DIRECTIVE ::
Put the lines of the listing, from the line containing "Query: fireplace hearth" up to and including the line containing "(1260, 660)", into a JSON list of strings with one string per line, skipping blank lines. Leave the pictures out of the list.

Location identification entries
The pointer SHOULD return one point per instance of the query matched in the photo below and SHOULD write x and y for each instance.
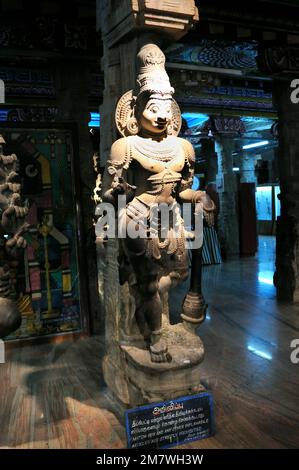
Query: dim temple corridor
(53, 395)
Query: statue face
(156, 115)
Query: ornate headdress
(152, 79)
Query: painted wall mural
(48, 289)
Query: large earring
(133, 126)
(169, 129)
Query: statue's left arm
(186, 193)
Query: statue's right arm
(114, 182)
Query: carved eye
(31, 171)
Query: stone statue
(12, 242)
(151, 166)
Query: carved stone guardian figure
(152, 169)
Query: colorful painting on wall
(47, 288)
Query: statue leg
(149, 306)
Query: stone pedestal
(134, 380)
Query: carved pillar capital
(122, 18)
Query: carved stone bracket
(173, 18)
(224, 125)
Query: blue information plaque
(171, 423)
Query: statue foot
(158, 349)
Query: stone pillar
(287, 243)
(72, 86)
(247, 168)
(125, 27)
(211, 166)
(228, 229)
(224, 129)
(285, 96)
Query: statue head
(150, 106)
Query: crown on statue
(152, 76)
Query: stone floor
(53, 396)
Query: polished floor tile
(53, 395)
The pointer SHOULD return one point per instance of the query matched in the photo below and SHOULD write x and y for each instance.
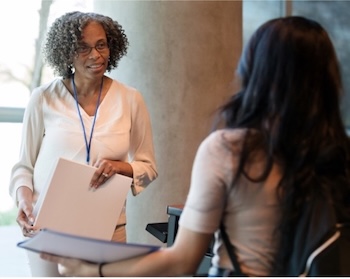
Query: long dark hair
(290, 93)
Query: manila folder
(70, 206)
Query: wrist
(100, 271)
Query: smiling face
(92, 63)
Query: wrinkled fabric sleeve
(32, 135)
(141, 153)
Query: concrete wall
(182, 57)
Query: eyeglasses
(85, 49)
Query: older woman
(283, 135)
(84, 116)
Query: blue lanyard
(87, 144)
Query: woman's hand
(25, 218)
(72, 267)
(107, 168)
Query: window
(19, 49)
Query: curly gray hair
(65, 33)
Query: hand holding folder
(70, 206)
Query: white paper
(70, 206)
(87, 249)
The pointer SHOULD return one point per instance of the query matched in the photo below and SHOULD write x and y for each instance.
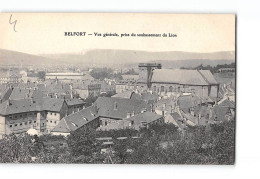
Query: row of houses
(170, 81)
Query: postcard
(117, 88)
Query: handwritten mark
(14, 22)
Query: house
(17, 116)
(87, 117)
(111, 110)
(75, 105)
(127, 95)
(143, 120)
(176, 119)
(66, 77)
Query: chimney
(128, 115)
(192, 111)
(143, 110)
(115, 106)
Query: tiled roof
(186, 77)
(74, 101)
(27, 105)
(76, 120)
(219, 113)
(125, 94)
(18, 106)
(21, 93)
(52, 104)
(119, 107)
(227, 103)
(144, 117)
(5, 94)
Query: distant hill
(8, 57)
(119, 58)
(127, 57)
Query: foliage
(131, 72)
(159, 144)
(213, 69)
(102, 73)
(41, 74)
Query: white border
(248, 120)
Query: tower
(145, 72)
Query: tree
(41, 74)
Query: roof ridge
(203, 77)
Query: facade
(112, 110)
(65, 77)
(10, 78)
(18, 116)
(87, 117)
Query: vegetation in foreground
(160, 144)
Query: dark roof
(18, 106)
(118, 108)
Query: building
(126, 85)
(171, 81)
(42, 114)
(199, 82)
(143, 120)
(127, 95)
(67, 77)
(112, 110)
(87, 117)
(86, 88)
(6, 78)
(222, 70)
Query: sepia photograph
(117, 88)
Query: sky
(43, 33)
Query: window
(162, 88)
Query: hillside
(119, 58)
(8, 57)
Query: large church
(166, 81)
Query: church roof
(185, 77)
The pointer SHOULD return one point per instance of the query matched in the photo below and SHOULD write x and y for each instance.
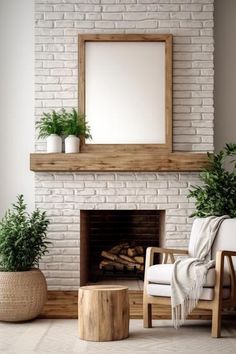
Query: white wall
(16, 100)
(225, 72)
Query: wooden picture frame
(166, 39)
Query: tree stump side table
(103, 313)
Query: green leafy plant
(74, 123)
(22, 238)
(51, 123)
(217, 195)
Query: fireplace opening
(113, 243)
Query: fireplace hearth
(113, 243)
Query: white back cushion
(225, 238)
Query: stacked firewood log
(123, 257)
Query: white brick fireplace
(63, 195)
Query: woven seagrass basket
(22, 295)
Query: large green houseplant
(217, 193)
(22, 243)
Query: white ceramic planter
(54, 143)
(72, 143)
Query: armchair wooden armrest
(220, 258)
(166, 252)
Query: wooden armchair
(219, 291)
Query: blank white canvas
(125, 92)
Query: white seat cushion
(165, 290)
(162, 273)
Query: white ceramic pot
(54, 143)
(72, 143)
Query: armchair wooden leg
(216, 322)
(147, 315)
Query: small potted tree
(51, 128)
(75, 126)
(23, 288)
(217, 193)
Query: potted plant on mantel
(23, 289)
(51, 128)
(74, 127)
(217, 194)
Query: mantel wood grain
(118, 162)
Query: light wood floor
(61, 337)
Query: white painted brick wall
(59, 22)
(63, 195)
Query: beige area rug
(61, 337)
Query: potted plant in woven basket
(23, 288)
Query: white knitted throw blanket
(189, 275)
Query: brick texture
(63, 195)
(59, 22)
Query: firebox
(113, 243)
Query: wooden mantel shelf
(119, 162)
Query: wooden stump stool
(103, 313)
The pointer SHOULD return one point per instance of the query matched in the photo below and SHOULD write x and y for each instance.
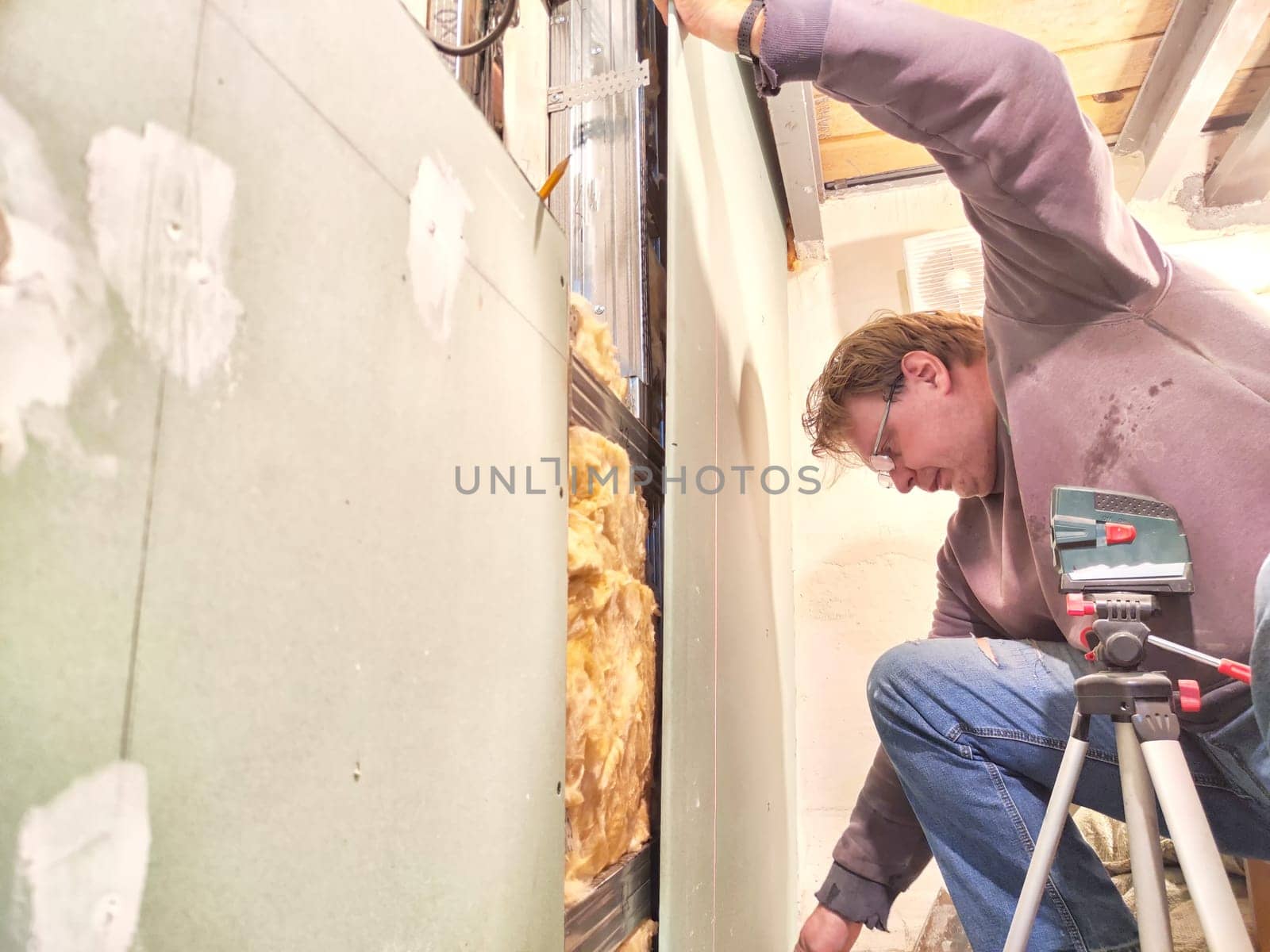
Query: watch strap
(746, 29)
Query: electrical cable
(476, 46)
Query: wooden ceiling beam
(876, 152)
(1244, 173)
(1203, 48)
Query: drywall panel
(70, 545)
(728, 612)
(371, 74)
(349, 689)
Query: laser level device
(1115, 552)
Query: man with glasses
(1102, 362)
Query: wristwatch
(747, 25)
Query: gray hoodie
(1111, 365)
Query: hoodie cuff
(856, 899)
(793, 42)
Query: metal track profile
(595, 405)
(622, 903)
(602, 86)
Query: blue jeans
(977, 743)
(1260, 660)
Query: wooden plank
(876, 152)
(1244, 171)
(1066, 25)
(1095, 71)
(1259, 898)
(1203, 48)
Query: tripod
(1153, 766)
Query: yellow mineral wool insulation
(611, 666)
(641, 939)
(594, 343)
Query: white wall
(864, 558)
(728, 791)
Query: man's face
(941, 431)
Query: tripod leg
(1202, 865)
(1149, 869)
(1051, 831)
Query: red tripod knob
(1187, 696)
(1077, 606)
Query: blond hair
(868, 359)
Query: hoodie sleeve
(999, 114)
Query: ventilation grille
(1133, 505)
(945, 271)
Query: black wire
(478, 44)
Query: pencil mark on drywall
(162, 207)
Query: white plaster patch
(160, 209)
(438, 209)
(54, 323)
(82, 865)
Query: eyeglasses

SOLUTION FOR THIS TASK ::
[
  "Query: fireplace hearth",
  "(113, 243)",
  "Query: white back cushion",
  "(225, 238)",
  "Query: stacked firewood log",
  "(123, 257)",
  "Query: white brick fireplace",
  "(63, 195)",
  "Query: woven seagrass basket",
  "(22, 295)",
  "Query: large green houseplant",
  "(217, 193)",
  "(22, 243)",
  "Query: white ceramic planter",
  "(54, 143)",
  "(72, 143)",
  "Query: armchair wooden armrest",
  "(220, 258)",
  "(166, 252)",
  "Query: wooden armchair",
  "(219, 291)",
  "Query: blank white canvas",
  "(125, 92)",
  "Query: white seat cushion",
  "(165, 290)",
  "(162, 273)",
  "Query: white ceramic pot",
  "(54, 143)",
  "(72, 143)",
  "Query: armchair wooden leg",
  "(216, 322)",
  "(147, 315)",
  "Query: small potted tree",
  "(51, 128)",
  "(75, 126)",
  "(23, 288)",
  "(217, 193)",
  "Query: potted plant on mantel",
  "(23, 289)",
  "(51, 128)",
  "(74, 127)",
  "(217, 194)",
  "Query: mantel wood grain",
  "(118, 162)",
  "Query: light wood floor",
  "(61, 337)",
  "Query: white painted brick wall",
  "(59, 22)",
  "(63, 195)",
  "Query: beige area rug",
  "(61, 337)",
  "Query: potted plant in woven basket",
  "(23, 288)",
  "Query: white knitted throw blanket",
  "(189, 275)",
  "Query: brick texture",
  "(63, 195)",
  "(59, 22)",
  "Query: firebox",
  "(113, 243)",
  "Query: wooden mantel shelf",
  "(119, 162)",
  "Query: wooden stump stool",
  "(103, 313)",
  "The pointer SHOULD return one point per instance of the query matched in the photo below and SHOULD write x and y for each instance.",
  "Query: watch strap",
  "(746, 29)",
  "Query: electrical cable",
  "(476, 46)",
  "Query: wooden ceiling beam",
  "(876, 152)",
  "(1244, 173)",
  "(1203, 48)",
  "Query: drywall panel",
  "(70, 545)",
  "(728, 612)",
  "(371, 74)",
  "(349, 689)",
  "Query: laser level device",
  "(1115, 552)",
  "Query: man with glasses",
  "(1102, 362)",
  "Query: wristwatch",
  "(747, 25)",
  "Query: gray hoodie",
  "(1111, 365)",
  "Query: hoodie cuff",
  "(856, 899)",
  "(793, 42)",
  "Query: metal track profile",
  "(595, 405)",
  "(622, 903)",
  "(602, 86)",
  "Query: blue jeans",
  "(977, 743)",
  "(1260, 660)"
]